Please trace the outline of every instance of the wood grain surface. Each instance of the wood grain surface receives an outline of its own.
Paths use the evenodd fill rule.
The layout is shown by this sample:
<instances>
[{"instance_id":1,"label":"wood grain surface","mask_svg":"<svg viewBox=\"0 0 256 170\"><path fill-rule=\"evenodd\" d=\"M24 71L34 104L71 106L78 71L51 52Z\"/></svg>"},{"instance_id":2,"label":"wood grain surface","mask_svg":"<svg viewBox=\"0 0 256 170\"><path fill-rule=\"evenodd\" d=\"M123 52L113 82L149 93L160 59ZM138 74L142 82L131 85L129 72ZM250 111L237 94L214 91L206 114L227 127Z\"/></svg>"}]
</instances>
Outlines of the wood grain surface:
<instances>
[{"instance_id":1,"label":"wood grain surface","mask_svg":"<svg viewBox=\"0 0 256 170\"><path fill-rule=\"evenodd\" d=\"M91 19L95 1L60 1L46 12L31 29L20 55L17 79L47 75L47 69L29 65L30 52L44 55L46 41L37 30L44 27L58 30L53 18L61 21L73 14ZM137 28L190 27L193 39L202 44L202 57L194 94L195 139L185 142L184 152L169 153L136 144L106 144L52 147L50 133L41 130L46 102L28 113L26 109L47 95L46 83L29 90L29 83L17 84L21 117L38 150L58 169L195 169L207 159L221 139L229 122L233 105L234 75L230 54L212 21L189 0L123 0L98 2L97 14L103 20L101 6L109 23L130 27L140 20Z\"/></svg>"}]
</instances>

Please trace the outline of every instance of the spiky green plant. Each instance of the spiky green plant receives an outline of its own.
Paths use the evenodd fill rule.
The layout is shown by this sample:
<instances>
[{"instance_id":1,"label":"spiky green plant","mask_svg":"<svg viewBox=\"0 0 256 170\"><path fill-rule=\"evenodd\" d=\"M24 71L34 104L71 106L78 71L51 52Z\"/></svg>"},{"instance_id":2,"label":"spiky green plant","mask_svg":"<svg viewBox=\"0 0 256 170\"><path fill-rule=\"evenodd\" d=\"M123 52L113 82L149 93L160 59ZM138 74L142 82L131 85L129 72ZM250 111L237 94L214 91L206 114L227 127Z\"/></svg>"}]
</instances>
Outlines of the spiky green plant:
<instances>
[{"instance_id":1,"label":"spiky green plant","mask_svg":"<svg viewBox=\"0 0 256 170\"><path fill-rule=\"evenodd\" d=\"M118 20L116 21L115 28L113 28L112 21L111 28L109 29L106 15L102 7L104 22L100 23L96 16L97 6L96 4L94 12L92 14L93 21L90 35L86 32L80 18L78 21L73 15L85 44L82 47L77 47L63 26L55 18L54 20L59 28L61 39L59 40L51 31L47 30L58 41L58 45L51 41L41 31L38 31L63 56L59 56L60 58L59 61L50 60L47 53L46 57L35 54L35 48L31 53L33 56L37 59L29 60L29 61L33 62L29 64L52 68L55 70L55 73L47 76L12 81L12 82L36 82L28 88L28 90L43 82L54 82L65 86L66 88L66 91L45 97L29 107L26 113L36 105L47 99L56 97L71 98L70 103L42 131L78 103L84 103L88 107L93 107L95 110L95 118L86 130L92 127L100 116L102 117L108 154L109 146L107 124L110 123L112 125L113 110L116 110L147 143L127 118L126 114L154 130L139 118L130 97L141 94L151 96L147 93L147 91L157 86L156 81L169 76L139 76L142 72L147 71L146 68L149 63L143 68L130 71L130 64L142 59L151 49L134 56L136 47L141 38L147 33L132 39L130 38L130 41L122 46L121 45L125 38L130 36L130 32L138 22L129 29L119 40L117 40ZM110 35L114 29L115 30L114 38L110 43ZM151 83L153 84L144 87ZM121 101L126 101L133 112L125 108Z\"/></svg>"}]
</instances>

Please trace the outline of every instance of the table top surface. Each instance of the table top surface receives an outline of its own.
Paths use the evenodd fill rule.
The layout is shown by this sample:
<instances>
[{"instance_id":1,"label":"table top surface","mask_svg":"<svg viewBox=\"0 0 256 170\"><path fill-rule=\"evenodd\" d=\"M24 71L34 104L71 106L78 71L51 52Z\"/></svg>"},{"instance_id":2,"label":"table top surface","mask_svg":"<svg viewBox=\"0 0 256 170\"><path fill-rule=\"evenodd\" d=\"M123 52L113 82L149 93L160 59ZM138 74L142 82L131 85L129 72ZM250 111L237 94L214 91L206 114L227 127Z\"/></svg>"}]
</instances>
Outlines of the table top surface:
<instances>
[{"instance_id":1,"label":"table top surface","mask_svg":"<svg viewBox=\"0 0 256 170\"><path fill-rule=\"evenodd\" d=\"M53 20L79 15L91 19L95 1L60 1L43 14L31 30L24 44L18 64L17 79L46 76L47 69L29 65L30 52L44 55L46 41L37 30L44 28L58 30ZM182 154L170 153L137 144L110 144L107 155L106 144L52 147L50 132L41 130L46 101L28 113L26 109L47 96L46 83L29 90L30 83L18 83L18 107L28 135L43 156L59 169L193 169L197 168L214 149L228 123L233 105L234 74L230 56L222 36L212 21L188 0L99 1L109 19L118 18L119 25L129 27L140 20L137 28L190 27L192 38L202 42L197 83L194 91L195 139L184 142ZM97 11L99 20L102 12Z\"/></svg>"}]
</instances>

**YOUR GOAL**
Please locate every line in the material above that contains the word "Each" and copy those lines.

**SOLUTION TO THE PROBLEM**
Please trace the outline of every instance of the wood grain surface. Each instance of the wood grain surface receives an outline of its own.
Please trace the outline of every instance of the spiky green plant. Each instance of the spiky green plant receives an outline of its own.
Please trace the outline of every instance of the table top surface. Each instance of the table top surface receives an outline of its own.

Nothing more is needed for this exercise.